George Wyatt, premier biographe d'Anne Boleyn, décrit Jane comme étant une « méchante femme, délatrice de son propre époux » et qui souhaite sa mort[16]. À sa suite, des générations d’historiens ont pensé que le témoignage de Jane contre George et Anne Boleyn était plus motivé par sa rancune envers une belle-sœur plus brillante, et un mari qui préférait la compagnie de cette dernière à celle de son épouse[17], que par une réelle conviction de leur culpabilité[18]. Pourtant, d'après John Spelman, l'un des juges au procès d'Anne, « l'affaire a été révélée par une femme nommée » Lady Wingfield, sur son lit de mort[19] et, à en croire l'un des membres de la cour du Roi, les « premières accusatrices » d'Anne Boleyn furent « Lady Worcester, Nan Cobham, et une autre dame de compagnie mais Lady Worcester fut la première »[20].

Pour l'historienne Alison Weir, le témoignage de Jane est motivé par la nécessité de « sauver sa peau » en se désolidarisant radicalement du clan Boleyn auquel elle était intimement liée et éviter ainsi d'être emportée par le « maelstrom de leur destruction ». Il est également possible que Cromwell, conscient de la situation précaire de Jane, ne lui ait pas laissé d'autre choix que de coopérer pour « sauvegarder son cou »[21].

George Boleyn est décapité à Tower Hill, le , devant une foule immense. Ses dernières paroles sont surtout destinées à affirmer sa nouvelle foi protestante. Sir Henry Norris, Sir Francis Weston, Sir William Brereton et Mark Smeaton, musicien à la cour, sont exécutés avec lui, également accusés d'avoir été amants d'Anne[22]. Seul Mark Smeaton avoue ce crime, après avoir été sauvagement torturé. Les autres, étant aristocrates, ne pouvaient être soumis à la question[23].

Exécution d'Anne Boleyn.

Anne meurt deux jours après, décapitée par un bourreau français de Calais[24], dans l'enceinte de la Tour de Londres. L'historienne Julia Fox décrit la mort d'Anne comme « son ultime performance »[25]. Son courage sur l'échafaud est beaucoup commenté, contribuant à la légende qu'elle va devenir. On ignore si Jane assiste à l'exécution de son époux ou de sa belle-sœur, mais la compassion posthume largement éprouvée envers Anne contribue à donner le mauvais rôle à tous ceux qui ont contribué à sa chute[26].

Objectif: D'après l'extrait sur la chute d'Anne Boleyn, lequel des hommes exécutés avec George Boleyn est le seul à avouer le crime dont on l'accuse ? Les entrées n'ont aucun rôle dans cet exercice.

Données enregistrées
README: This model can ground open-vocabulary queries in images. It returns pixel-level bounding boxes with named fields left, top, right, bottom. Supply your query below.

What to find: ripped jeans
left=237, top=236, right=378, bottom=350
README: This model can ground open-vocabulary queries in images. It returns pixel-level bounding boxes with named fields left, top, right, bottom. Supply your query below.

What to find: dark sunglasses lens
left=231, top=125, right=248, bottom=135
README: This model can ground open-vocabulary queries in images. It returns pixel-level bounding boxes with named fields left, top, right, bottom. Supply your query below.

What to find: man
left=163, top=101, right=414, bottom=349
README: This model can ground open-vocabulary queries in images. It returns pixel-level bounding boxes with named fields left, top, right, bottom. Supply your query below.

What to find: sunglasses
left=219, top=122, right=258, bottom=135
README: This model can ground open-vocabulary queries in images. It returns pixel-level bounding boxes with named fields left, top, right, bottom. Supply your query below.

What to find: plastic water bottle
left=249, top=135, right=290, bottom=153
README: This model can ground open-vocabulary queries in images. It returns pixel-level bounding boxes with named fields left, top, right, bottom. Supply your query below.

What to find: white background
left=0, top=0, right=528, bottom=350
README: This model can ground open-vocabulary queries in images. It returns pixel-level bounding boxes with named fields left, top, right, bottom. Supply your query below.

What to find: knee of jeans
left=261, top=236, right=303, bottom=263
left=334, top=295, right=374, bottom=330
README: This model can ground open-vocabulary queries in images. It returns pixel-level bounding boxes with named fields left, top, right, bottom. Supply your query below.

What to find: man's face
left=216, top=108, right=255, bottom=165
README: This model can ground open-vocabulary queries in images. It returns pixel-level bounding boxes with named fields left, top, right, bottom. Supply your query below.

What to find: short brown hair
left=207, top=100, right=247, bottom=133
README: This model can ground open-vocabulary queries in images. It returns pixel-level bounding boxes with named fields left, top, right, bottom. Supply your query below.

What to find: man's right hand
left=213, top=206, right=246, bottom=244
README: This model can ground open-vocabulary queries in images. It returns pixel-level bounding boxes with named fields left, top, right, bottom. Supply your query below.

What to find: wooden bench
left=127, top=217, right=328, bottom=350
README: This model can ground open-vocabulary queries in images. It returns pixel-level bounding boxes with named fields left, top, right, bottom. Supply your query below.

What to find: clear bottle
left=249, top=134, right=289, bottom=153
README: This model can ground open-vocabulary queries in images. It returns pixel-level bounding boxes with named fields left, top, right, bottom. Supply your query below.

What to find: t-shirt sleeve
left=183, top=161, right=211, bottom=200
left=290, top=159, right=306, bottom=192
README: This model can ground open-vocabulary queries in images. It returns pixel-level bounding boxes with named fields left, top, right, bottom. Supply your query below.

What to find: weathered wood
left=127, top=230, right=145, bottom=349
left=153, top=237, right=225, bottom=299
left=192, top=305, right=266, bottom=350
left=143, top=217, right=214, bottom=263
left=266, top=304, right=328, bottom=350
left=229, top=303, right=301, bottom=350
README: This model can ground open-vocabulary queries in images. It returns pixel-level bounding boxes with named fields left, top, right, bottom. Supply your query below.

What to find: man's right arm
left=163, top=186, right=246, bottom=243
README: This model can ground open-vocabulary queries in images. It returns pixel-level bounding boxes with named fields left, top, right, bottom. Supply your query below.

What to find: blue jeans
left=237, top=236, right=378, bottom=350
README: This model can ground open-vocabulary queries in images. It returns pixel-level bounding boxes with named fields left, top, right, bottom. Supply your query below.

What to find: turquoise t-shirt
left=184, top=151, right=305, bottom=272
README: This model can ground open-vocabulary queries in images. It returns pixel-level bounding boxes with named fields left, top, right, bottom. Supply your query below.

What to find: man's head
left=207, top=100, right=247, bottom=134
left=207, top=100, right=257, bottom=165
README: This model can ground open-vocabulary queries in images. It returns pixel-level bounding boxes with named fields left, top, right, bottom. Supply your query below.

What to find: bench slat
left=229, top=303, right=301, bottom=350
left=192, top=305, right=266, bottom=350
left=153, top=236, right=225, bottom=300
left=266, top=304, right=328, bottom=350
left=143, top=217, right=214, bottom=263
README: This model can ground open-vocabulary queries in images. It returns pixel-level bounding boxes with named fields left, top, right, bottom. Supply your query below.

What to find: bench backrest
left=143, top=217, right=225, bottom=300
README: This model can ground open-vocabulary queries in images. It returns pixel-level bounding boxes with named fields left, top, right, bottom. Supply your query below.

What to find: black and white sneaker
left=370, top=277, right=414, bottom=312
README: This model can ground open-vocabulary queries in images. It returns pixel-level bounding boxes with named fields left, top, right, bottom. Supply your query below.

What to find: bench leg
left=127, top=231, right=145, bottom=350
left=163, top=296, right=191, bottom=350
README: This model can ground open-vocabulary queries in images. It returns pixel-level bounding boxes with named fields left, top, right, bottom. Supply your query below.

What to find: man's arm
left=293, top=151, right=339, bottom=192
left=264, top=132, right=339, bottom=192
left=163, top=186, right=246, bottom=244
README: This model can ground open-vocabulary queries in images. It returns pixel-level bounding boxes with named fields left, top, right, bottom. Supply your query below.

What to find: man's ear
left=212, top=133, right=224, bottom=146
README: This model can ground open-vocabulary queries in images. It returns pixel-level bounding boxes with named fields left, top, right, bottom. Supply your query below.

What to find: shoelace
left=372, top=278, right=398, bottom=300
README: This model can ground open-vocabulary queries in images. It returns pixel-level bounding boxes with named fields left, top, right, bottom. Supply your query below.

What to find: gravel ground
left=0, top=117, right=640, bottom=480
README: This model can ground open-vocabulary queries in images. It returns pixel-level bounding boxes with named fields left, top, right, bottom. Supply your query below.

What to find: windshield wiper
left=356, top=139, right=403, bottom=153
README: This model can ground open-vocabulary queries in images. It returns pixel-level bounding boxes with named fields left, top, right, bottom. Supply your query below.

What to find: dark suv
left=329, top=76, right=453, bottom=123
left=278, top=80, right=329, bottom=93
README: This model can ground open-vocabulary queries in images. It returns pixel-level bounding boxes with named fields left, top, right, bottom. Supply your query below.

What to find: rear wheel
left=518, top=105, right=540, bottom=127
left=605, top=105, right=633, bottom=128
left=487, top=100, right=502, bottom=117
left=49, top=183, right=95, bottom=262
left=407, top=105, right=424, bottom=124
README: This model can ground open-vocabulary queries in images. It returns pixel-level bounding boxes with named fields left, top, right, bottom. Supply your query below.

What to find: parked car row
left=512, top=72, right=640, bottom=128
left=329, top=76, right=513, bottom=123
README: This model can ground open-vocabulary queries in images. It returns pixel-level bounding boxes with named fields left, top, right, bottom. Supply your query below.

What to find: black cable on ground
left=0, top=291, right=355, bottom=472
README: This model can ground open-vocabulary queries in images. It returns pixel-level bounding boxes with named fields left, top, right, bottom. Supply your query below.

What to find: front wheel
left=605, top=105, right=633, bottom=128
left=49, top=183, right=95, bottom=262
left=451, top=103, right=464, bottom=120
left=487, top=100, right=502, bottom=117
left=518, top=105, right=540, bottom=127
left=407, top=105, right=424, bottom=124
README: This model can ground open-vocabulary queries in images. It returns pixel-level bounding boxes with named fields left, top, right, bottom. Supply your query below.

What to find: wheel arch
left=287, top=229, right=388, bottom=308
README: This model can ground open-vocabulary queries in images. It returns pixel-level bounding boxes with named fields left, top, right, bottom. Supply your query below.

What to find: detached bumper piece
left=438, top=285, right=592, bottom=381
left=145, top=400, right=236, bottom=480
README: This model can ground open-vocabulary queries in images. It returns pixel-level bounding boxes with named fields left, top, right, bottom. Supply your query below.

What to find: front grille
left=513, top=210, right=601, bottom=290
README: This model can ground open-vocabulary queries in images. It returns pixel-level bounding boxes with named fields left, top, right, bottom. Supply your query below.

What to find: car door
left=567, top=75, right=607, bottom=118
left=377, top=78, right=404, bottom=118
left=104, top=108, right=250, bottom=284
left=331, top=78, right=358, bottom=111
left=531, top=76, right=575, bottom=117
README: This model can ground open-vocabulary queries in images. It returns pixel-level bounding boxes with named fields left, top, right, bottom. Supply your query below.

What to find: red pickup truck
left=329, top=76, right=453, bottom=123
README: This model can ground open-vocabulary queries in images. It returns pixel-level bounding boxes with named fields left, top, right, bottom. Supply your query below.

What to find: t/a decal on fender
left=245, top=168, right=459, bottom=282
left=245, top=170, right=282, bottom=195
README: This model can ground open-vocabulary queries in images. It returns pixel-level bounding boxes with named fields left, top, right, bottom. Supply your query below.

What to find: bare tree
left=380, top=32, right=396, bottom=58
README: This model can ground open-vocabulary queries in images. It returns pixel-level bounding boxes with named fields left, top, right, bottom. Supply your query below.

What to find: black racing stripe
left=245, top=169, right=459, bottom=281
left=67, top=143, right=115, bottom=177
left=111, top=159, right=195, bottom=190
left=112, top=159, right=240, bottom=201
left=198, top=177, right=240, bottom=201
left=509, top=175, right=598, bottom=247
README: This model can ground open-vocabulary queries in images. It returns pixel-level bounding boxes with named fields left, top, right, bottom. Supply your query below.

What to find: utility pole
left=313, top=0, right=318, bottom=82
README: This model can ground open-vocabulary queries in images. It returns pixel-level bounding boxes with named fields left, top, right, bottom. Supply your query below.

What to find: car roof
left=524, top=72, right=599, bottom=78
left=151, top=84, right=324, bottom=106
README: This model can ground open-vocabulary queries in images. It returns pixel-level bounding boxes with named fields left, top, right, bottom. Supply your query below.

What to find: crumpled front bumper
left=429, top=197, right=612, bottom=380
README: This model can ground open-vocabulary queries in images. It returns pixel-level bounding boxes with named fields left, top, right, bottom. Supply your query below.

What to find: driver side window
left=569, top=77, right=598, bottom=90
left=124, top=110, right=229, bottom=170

Corrigé de l'exercice: Mark Smeaton, musicien à la cour, est le seul à avouer, après avoir été sauvagement torturé.